Saved entries:
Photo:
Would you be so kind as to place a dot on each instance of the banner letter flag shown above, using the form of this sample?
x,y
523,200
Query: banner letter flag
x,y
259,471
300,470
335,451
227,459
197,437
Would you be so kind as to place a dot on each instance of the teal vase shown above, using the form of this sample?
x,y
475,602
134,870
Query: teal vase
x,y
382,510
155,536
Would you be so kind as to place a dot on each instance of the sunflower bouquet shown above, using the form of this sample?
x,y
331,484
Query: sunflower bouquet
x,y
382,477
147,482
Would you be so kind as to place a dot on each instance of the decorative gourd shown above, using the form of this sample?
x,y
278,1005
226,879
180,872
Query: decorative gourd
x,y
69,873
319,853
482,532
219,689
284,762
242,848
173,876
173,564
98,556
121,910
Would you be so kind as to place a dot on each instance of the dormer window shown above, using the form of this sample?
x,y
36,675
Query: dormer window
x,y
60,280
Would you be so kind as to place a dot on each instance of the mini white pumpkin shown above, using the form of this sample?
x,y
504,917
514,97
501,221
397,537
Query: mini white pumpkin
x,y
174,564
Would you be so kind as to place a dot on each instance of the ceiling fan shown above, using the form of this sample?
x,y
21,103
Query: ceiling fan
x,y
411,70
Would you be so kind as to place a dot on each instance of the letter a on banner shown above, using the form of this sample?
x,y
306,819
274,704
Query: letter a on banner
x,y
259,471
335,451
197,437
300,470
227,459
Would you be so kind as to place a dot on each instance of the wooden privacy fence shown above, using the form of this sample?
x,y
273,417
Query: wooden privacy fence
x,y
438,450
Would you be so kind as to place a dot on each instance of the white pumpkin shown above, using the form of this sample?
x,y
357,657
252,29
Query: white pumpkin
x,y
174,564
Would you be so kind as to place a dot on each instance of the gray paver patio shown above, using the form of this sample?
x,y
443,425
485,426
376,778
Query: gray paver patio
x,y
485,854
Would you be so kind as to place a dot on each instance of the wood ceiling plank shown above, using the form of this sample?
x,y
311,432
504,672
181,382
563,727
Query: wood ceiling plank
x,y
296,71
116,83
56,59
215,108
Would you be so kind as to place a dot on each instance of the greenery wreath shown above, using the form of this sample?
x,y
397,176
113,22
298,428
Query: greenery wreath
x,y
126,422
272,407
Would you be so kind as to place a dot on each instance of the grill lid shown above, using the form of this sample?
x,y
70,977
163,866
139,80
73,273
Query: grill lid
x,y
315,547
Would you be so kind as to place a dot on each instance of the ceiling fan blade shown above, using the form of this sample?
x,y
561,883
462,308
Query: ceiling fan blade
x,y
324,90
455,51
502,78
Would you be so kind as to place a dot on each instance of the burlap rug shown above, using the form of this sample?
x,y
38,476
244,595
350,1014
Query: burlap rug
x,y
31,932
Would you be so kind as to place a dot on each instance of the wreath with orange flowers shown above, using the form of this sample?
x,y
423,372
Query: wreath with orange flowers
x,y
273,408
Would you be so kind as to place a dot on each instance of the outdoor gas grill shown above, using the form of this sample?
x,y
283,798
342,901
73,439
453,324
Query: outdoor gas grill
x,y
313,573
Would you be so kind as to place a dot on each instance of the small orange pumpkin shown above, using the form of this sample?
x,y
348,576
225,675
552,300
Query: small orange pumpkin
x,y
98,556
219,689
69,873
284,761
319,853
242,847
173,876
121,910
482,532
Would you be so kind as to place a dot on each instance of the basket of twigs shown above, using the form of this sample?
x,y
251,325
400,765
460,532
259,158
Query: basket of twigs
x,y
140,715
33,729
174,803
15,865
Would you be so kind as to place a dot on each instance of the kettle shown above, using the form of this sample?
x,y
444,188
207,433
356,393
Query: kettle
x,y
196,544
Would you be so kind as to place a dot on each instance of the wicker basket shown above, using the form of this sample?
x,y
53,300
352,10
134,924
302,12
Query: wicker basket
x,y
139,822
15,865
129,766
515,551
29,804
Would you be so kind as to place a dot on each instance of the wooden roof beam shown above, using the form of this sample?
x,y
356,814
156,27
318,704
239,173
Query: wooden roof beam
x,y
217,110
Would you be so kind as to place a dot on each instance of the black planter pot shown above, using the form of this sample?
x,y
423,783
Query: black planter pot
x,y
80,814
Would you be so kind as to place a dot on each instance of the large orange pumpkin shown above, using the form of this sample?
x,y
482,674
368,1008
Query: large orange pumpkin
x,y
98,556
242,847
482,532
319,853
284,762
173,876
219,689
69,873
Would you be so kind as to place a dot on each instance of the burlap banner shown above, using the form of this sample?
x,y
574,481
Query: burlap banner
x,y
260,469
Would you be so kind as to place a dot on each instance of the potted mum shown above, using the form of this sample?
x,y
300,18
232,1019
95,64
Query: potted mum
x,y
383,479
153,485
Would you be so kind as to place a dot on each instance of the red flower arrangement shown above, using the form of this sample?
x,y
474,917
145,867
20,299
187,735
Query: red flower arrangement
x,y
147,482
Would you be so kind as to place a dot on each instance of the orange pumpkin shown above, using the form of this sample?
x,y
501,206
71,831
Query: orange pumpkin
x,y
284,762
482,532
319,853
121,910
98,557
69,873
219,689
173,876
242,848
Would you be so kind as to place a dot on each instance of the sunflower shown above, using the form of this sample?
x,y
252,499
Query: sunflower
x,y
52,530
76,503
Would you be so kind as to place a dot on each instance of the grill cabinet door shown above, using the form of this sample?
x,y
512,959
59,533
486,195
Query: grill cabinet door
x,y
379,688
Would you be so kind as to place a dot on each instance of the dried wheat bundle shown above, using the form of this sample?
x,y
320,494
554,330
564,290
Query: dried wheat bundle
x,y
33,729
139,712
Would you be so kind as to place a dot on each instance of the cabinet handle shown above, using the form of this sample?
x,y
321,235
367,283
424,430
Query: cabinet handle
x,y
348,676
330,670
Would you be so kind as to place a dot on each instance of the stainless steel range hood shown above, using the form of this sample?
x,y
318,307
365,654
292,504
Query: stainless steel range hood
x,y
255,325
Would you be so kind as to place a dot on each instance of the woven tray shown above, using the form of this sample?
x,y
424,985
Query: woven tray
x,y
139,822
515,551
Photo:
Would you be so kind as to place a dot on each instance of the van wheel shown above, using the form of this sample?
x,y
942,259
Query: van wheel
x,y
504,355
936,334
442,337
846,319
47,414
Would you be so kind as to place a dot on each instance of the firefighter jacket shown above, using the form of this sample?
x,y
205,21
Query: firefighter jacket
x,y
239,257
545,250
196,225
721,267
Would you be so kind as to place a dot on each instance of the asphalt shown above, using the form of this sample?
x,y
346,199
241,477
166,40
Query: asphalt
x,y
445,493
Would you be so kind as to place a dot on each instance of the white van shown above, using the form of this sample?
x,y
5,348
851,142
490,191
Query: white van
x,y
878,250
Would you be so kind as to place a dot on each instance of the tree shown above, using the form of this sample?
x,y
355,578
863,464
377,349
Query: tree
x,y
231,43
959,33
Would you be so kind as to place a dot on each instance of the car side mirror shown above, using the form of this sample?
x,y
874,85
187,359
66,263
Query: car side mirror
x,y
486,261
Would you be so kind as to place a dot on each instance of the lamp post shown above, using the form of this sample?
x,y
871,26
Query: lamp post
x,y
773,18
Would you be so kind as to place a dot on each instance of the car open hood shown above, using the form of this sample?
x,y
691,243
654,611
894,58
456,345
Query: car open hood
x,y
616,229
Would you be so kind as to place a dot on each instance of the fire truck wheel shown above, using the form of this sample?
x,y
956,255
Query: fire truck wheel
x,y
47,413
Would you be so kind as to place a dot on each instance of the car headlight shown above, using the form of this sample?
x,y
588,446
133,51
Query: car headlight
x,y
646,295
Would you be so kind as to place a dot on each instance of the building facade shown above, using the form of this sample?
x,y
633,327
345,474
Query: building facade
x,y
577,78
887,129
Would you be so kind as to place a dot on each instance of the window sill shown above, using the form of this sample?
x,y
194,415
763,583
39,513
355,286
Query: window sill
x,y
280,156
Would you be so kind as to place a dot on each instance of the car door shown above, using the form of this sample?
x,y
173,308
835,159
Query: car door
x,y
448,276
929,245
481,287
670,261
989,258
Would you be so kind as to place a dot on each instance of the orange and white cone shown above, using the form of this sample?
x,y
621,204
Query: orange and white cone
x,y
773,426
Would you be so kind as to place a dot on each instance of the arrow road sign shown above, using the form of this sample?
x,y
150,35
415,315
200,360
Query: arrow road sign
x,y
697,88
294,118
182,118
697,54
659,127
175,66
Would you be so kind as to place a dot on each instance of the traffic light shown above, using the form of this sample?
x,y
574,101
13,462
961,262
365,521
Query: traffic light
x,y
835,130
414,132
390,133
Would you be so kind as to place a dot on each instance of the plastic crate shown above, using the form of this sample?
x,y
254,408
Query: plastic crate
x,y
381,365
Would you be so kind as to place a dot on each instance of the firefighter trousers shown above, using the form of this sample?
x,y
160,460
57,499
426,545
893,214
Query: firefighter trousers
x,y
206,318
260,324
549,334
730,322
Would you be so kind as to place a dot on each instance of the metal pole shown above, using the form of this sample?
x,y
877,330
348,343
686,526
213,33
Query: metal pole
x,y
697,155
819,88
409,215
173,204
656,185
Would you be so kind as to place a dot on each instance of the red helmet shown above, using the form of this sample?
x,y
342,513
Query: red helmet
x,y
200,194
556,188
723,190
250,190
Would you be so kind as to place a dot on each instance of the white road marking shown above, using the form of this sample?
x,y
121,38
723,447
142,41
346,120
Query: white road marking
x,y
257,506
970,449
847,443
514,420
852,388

**Instructions to follow**.
I need exact copies of the lines from the one holding "Query: traffic light" through the end of the records above, and nothing beyond them.

**Solution to the exercise**.
Query: traffic light
x,y
835,130
414,132
390,133
Would you be so kind as to place a dot on each instance of the plastic crate shown above, using the form of this sample?
x,y
254,408
Query: plastic crate
x,y
381,365
Would you be so kind as to place a dot on each instance of the firefighter trousers shown above, using the form of this sample?
x,y
160,460
57,499
426,545
893,214
Query: firefighter trousers
x,y
206,318
260,324
549,334
730,322
Would you be so kind as to place a dot on each instance of the metal pole shown above, using the form of this sample?
x,y
877,330
348,343
686,526
213,33
Query: metal pole
x,y
697,155
819,88
409,215
173,204
656,185
Would you be so kind as to place a dot on each instance of the red helmet shown above, using the form of this sample?
x,y
342,513
Query: red helmet
x,y
200,194
556,188
723,190
250,190
Would you be so kind as to place a dot on each instance of the white road marking shown above, using the form of this sample?
x,y
121,38
723,447
142,41
346,120
Query: white road marking
x,y
257,506
970,449
847,443
514,420
852,388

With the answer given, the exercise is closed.